Rédigez la suite de l'intervention sur les crédits budgétaires consacrés aux transports, en partant de sa dernière phrase.

**EXTRAIT AFFICHÉ**
========

En plus de l’amendement que mon collègue et moi-même avons déposé visant à abonder en urgence l’enveloppe de régénération du réseau ferroviaire, la commission des finances défend une majoration, bien plus modeste, de 4, 6 millions d’euros de la subvention versée à l’Autorité de régulation des transports. Celle-ci s’est vu confier de nouvelles missions et de nouveaux effectifs ces dernières années, sans que l’État lui donne les moyens de les financer, alors que ses réserves s’amenuisent. Cette situation est d’autant moins soutenable que l’Autorité est exposée à de nombreux contentieux et qu’elle est son propre assureur. La perte d’un litige pourrait la mettre en grave difficulté.
Les programmes 355, « Charge de la dette de SNCF Réseau reprise par l’État », en rythme de croisière, et 205, « Affaires maritimes, pêche et aquaculture », marqué par une évolution du périmètre, n’appellent pas de commentaires particuliers.
Enfin, nous ne pouvons conclure notre présentation des crédits relatifs aux transports de la mission « Écologie, développement et mobilité durables » sans manifester notre incompréhension, pour ne pas dire plus, après les dernières déclarations du Président de la République concernant les projets de RER métropolitains.
Loin de nous la volonté de remettre en cause l’utilité de tels projets, mais, sur la forme, quelle désinvolture ! Quel mépris de la représentation nationale ! Comment peut-on faire une telle annonce au détour d’une séquence YouTube, sans esquisser de pistes de financement sérieuses ? Un tel projet coûterait des milliards d’euros, que nous n’avons pas, à moins que le Gouvernement ne nous soumette un nouvel amendement en urgence.

========

**DONNÉES ENREGISTRÉES**
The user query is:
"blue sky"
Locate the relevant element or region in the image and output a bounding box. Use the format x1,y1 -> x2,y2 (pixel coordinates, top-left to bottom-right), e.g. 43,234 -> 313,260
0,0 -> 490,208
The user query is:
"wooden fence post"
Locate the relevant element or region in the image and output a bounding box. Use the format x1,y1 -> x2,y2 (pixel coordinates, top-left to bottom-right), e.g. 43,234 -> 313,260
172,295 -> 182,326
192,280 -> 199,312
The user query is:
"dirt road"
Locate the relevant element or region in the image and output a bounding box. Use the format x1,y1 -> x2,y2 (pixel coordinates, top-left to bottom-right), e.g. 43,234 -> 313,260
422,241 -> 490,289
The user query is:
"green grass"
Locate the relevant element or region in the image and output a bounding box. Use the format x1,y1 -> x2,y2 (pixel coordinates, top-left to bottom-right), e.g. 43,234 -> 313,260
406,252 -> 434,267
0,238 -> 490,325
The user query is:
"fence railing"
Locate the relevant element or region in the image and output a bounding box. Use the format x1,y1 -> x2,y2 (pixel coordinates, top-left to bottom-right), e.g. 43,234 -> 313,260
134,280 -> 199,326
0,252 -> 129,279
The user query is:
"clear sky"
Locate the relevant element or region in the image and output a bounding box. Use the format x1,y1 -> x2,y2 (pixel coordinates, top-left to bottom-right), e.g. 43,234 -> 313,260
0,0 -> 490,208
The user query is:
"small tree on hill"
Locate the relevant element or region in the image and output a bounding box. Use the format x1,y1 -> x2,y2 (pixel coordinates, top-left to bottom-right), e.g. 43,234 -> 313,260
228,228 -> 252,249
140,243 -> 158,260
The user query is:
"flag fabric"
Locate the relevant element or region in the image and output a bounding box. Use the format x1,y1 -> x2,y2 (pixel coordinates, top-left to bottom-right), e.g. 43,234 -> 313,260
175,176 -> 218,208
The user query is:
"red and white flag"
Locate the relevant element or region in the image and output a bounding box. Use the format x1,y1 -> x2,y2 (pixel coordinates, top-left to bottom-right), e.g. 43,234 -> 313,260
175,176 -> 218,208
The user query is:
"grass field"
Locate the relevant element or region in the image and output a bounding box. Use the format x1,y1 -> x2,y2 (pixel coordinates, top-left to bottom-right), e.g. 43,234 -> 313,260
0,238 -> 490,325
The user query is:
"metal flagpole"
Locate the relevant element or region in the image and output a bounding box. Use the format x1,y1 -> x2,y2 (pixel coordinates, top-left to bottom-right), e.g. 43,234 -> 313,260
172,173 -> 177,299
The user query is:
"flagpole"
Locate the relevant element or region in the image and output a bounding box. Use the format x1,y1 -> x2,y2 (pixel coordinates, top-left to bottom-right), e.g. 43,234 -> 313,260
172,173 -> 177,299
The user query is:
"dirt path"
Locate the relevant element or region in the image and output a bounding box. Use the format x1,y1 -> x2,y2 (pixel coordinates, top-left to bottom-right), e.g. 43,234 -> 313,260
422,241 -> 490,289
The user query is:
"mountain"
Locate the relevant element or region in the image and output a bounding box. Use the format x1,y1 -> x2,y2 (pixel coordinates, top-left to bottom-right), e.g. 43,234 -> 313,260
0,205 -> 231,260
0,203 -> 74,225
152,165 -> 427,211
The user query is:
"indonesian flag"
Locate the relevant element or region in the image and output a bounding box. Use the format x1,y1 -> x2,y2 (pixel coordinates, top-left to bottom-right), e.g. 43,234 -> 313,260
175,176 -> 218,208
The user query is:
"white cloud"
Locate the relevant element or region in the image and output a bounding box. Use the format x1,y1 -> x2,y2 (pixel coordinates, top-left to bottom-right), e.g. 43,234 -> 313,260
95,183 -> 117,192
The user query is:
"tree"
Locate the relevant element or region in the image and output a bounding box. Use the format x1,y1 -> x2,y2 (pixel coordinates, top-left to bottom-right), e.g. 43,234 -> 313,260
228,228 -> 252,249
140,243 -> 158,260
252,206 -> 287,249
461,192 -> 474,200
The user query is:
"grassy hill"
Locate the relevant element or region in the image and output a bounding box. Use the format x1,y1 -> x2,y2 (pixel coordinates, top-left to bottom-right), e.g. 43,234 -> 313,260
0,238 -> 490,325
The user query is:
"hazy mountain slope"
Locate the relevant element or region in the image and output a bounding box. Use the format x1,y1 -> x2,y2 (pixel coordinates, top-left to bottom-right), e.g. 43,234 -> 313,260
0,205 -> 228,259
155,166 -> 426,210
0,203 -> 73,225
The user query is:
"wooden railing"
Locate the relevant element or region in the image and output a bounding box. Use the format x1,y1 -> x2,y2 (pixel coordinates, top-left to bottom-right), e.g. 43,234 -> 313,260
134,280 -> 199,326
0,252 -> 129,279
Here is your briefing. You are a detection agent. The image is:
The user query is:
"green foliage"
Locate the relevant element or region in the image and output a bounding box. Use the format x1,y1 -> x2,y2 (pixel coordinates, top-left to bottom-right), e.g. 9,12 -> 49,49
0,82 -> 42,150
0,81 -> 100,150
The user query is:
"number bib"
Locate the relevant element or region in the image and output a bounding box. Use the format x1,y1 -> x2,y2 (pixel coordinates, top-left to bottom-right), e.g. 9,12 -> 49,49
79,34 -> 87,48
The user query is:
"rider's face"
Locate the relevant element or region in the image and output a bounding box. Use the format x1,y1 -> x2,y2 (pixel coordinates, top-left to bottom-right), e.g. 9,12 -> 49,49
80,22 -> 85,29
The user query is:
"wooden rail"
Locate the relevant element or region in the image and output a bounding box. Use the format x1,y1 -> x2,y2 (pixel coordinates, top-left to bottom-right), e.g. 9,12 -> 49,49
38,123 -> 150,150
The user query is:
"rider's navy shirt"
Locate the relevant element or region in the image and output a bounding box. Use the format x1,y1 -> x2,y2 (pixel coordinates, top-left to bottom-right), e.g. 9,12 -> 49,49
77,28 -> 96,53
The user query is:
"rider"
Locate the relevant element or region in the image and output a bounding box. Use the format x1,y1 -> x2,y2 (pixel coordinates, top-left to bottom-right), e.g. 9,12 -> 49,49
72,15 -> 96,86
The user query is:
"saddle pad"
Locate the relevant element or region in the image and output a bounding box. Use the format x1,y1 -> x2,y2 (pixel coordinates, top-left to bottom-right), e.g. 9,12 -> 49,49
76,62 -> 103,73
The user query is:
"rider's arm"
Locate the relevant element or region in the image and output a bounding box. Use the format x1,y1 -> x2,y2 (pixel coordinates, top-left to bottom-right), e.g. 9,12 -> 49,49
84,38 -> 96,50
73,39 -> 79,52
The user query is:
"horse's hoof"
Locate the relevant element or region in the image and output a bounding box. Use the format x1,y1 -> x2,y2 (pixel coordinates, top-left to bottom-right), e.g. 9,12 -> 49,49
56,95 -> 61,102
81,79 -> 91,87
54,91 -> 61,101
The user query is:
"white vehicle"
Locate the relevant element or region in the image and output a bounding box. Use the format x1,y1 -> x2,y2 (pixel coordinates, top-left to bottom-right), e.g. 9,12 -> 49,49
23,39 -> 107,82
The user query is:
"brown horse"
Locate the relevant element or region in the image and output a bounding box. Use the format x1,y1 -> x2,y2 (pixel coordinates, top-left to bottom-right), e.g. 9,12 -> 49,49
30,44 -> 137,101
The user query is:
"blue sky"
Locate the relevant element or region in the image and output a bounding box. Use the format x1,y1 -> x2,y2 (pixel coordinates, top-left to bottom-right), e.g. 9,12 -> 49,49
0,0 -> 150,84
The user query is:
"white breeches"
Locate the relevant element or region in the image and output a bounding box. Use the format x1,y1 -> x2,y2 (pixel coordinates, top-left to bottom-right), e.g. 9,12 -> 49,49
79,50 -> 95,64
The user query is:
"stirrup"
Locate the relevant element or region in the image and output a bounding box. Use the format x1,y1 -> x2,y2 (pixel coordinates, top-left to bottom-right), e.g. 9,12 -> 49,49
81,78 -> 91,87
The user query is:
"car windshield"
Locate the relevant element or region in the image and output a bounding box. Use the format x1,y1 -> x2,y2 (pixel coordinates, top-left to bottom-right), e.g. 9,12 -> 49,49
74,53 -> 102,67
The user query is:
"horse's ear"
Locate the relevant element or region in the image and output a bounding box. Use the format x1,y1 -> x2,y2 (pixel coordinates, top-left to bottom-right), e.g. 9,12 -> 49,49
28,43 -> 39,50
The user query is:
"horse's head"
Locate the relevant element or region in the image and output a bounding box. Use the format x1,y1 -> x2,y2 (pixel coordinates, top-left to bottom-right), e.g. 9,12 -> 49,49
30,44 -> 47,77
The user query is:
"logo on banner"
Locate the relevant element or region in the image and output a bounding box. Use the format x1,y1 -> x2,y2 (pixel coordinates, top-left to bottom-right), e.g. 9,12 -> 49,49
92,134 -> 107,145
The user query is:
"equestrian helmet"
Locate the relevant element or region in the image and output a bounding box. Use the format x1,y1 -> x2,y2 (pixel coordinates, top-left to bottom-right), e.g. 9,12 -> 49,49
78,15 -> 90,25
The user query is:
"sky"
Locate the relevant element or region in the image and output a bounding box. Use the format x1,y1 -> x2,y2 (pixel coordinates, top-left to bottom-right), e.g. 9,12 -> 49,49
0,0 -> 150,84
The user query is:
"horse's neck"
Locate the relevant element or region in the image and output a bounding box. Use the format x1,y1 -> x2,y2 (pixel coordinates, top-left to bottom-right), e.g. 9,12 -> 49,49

========

**RÉPONSE**
Alors que le Gouvernement ne cesse de nous demander de patienter, d’attendre la conclusion des travaux du COI et la nouvelle programmation des investissements retenus, alors qu’un mur d’investissements va se dresser devant nous et qu’il va falloir déterminer des priorités, comment interpréter cette annonce ? Comment ne pas y voir un nouveau contournement de la démocratie représentative ?
Les contradictions manifestes entre les déclarations du Gouvernement et cette annonce témoignent non seulement d’un manque de considération pour le Parlement, mais, plus grave encore, elles affectent la crédibilité du message public, dans une confusion généralisée et entretenue.
Il est probablement plus facile d’annoncer un projet non financé que de renforcer les moyens alloués à un réseau ferroviaire en voie de dégradation avancée – y compris bientôt sur ses lignes les plus structurantes –, dégradation que l’on voudrait masquer derrière ce type de paravent, au moment même où, par ailleurs, on n’obtient aucune réponse concernant le RER parisien.
De notre côté, nous assumons de répondre à l’urgence en faisant un indispensable effort, souvent annoncé par le Gouvernement, mais jamais concrétisé, en faveur des infrastructures ferroviaires gravement menacées par le choc inflationniste.
Comme nous l’avons indiqué dans notre rapport, nous sommes prêts à nous engager sur des voies d’innovation financière pour décarboner nos mobilités, mailler le territoire sans ignorer les territoires ruraux, soutenir le pouvoir d’achat, accroître la transparence des coûts, notamment en abordant enfin la question du poids des péages dans notre pays et celle des tarifs pour développer une politique de l’offre.
Bien que nous ayons émis d’importantes réserves sur ce projet de budget, qu’aucune mesure n’ait été introduite après la publication de notre rapport de contrôle, la commission, après avoir proposé l’adoption des deux amendements que mon collègue et moi-même venons d’évoquer, a émis un avis favorable sur l’adoption des crédits de la mission « Écologie, développement et mobilité durables ».